Modifica tutto l'elenco sostituendo ogni occorrenza di "Caption says" con "Description says", senza cambiare nient'altro.

··· Dati esercizio

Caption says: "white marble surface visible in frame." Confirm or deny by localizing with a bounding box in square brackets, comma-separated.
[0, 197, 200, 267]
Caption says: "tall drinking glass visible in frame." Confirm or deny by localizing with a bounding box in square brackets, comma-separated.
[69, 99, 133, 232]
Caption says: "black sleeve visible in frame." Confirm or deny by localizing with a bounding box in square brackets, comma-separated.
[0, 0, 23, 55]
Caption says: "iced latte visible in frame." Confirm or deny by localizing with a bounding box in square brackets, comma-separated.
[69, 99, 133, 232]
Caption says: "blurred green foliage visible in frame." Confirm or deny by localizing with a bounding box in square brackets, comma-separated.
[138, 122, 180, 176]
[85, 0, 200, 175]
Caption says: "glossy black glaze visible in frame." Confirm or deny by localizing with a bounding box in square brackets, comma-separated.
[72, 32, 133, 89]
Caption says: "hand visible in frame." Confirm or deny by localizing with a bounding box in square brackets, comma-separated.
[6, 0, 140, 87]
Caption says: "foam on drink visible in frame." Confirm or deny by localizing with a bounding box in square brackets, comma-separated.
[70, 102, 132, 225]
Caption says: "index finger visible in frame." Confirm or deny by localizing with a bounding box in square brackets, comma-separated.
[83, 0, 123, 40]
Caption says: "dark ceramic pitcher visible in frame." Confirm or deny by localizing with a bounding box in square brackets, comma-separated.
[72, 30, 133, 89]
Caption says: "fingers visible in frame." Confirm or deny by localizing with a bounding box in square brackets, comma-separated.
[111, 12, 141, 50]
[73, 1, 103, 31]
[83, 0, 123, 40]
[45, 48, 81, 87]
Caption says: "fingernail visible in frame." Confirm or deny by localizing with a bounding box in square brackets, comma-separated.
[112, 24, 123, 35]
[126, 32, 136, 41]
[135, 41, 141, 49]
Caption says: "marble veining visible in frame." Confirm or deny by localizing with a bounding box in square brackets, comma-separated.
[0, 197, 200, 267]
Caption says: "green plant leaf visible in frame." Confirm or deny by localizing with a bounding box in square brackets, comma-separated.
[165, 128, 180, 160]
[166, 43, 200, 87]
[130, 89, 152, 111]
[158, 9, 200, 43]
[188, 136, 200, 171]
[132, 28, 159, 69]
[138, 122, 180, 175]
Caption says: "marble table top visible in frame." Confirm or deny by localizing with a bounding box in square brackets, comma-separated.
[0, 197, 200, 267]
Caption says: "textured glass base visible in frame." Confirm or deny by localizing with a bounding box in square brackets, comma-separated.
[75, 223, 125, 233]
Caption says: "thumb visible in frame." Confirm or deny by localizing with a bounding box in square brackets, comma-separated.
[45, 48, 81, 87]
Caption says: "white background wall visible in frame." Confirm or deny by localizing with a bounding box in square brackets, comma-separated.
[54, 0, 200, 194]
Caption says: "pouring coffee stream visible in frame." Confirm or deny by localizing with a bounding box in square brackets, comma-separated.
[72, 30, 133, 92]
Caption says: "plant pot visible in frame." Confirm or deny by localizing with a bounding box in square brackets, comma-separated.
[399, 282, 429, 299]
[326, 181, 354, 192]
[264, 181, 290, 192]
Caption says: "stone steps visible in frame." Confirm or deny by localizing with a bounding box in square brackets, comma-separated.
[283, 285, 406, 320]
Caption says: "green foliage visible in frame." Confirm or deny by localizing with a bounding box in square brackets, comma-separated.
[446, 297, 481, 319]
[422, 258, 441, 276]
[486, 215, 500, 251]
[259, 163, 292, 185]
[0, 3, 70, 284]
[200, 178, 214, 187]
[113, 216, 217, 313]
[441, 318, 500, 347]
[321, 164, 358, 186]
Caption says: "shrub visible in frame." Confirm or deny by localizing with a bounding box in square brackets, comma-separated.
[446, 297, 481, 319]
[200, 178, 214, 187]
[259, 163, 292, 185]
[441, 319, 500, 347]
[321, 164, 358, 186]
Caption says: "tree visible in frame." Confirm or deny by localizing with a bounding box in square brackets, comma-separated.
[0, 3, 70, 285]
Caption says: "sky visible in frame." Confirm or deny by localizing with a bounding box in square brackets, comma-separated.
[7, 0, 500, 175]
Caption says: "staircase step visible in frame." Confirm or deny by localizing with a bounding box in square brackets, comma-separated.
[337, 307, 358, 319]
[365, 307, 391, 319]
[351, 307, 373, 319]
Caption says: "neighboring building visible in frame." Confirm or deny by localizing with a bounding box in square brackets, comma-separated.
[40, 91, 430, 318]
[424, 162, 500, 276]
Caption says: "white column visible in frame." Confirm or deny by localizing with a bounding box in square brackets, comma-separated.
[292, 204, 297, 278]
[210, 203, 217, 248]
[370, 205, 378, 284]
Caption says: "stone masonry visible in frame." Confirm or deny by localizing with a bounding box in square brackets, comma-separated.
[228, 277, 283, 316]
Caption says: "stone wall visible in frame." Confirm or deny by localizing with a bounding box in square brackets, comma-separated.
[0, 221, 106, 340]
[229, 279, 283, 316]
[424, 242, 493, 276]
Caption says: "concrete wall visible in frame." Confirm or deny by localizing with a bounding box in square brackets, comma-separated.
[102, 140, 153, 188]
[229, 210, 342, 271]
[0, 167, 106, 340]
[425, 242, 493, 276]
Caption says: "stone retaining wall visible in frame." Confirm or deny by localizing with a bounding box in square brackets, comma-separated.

······

▶ Risposta
Description says: "white marble surface visible in frame." Confirm or deny by localizing with a bounding box in square brackets, comma-separated.
[0, 197, 200, 267]
Description says: "tall drinking glass visible in frame." Confirm or deny by localizing with a bounding box in square brackets, comma-separated.
[69, 99, 133, 232]
Description says: "black sleeve visible in frame." Confirm or deny by localizing with a bounding box in square brackets, comma-separated.
[0, 0, 23, 55]
Description says: "iced latte visible in frame." Confirm or deny by localizing with a bounding box in square brackets, comma-separated.
[69, 99, 133, 232]
Description says: "blurred green foliage visible in frame." Confirm or deny by localizing with a bounding box in square brackets, comma-separated.
[138, 122, 180, 176]
[85, 0, 200, 175]
Description says: "glossy black glaze visible in frame." Confirm or deny by localizing with a bounding box in square brackets, comma-separated.
[72, 32, 133, 89]
Description says: "hand visible in frame." Confirm or deny by localizing with a bounding box in square brackets, comma-separated.
[6, 0, 140, 87]
Description says: "foam on drink visible in frame." Confirm or deny by localizing with a bounding box in square brackets, comma-separated.
[70, 102, 132, 225]
Description says: "index finger visible in frame." Confirm or deny by localizing with a bounding box in square brackets, comma-separated.
[83, 0, 123, 40]
Description says: "dark ceramic pitcher visible in frame." Confirm or deny by localizing with a bounding box in square brackets, comma-separated.
[72, 30, 133, 89]
Description says: "fingers visible in frame." Confirm or deny by localizing with a bounding box in square brackets, comma-separated.
[111, 12, 141, 50]
[73, 1, 103, 31]
[83, 0, 123, 40]
[45, 48, 81, 87]
Description says: "fingernail visible in frame." Confirm or deny by localizing with a bounding box in square brackets, comma-separated.
[112, 24, 123, 35]
[126, 32, 136, 41]
[135, 41, 141, 49]
Description says: "marble veining visible in frame." Confirm or deny by localizing with a bounding box in square brackets, comma-separated.
[0, 197, 200, 267]
Description says: "green plant leaf visible in frame." Confirm or deny by localizing with a bounding box in square brackets, comma-separated.
[165, 128, 180, 160]
[166, 43, 200, 87]
[130, 89, 152, 111]
[158, 9, 200, 43]
[188, 136, 200, 171]
[132, 28, 159, 69]
[138, 122, 180, 175]
Description says: "marble table top visible in frame." Confirm or deny by localizing with a bounding box in square brackets, comma-separated.
[0, 197, 200, 267]
Description says: "textured glass base visible in frame." Confirm or deny by localizing with a bounding box in square brackets, comma-separated.
[75, 223, 125, 233]
Description says: "thumb visible in frame." Confirm or deny by localizing with a bounding box in square brackets, comma-separated.
[45, 48, 81, 87]
Description says: "white background wall visible in frame." Confirm or deny by localizing with a bounding box in square brackets, comma-separated.
[54, 0, 200, 194]
Description says: "pouring coffee stream visible in frame." Confirm or deny by localizing with a bounding box in square brackets, comma-separated.
[72, 30, 133, 92]
Description says: "plant pot visible in frame." Confirm or deny by localizing with a bounding box in square brackets, comma-separated.
[399, 282, 429, 299]
[326, 181, 354, 192]
[264, 181, 290, 192]
Description says: "stone steps visible in frame." Confirm or deny by localizing with a bounding box in square brackets, comma-separated.
[283, 285, 406, 320]
Description says: "green foliage visible in frame." Confirm or deny by localizing with a bounding box in square brackets, comma-separated.
[446, 297, 481, 319]
[422, 258, 441, 276]
[486, 215, 500, 251]
[259, 163, 292, 185]
[0, 3, 70, 284]
[200, 178, 214, 187]
[113, 216, 217, 313]
[441, 318, 500, 347]
[321, 164, 358, 186]
Description says: "shrub visible in frame." Confirm or deny by localizing with a bounding box in square brackets, comma-separated.
[446, 297, 481, 319]
[200, 178, 214, 187]
[259, 163, 292, 185]
[441, 319, 500, 347]
[321, 164, 358, 186]
Description says: "tree visible in frame." Confirm or deny by localizing with a bounding box in square brackets, comma-separated.
[0, 3, 70, 285]
Description says: "sky visible in frame." Confirm or deny by localizing with a bounding box in square brackets, comma-separated.
[7, 0, 500, 175]
Description says: "staircase step visible in frame." Confirm or deny by localizing with a bounding box in square brackets, comma-separated.
[337, 307, 358, 319]
[365, 307, 391, 319]
[351, 307, 373, 319]
Description says: "neighboring building visible in frame." Confirm or deny by localizing with a bounding box in square brackets, comma-separated.
[40, 91, 430, 318]
[424, 162, 500, 276]
Description says: "white column visible in frame." Confirm or deny by localizing with a bounding box in square brackets, comma-separated.
[292, 204, 297, 278]
[210, 203, 217, 248]
[370, 205, 378, 284]
Description says: "stone masonry visible in frame." Confirm or deny by localizing with a bounding box in square brackets, comma-separated.
[228, 277, 283, 316]
Description says: "stone wall visible in frame." Confirm or deny by localizing with a bounding box in square brackets, comma-separated.
[0, 221, 106, 340]
[229, 279, 283, 316]
[424, 242, 493, 276]
Description says: "concrete wall visible in frame." Confirm or deny by localizing with a bounding box in square brackets, comma-separated.
[102, 140, 153, 188]
[229, 210, 342, 271]
[0, 167, 106, 340]
[425, 242, 493, 276]
Description says: "stone retaining wall visible in frame." Confirm or deny by localizing with a bounding box in square brackets, comma-separated.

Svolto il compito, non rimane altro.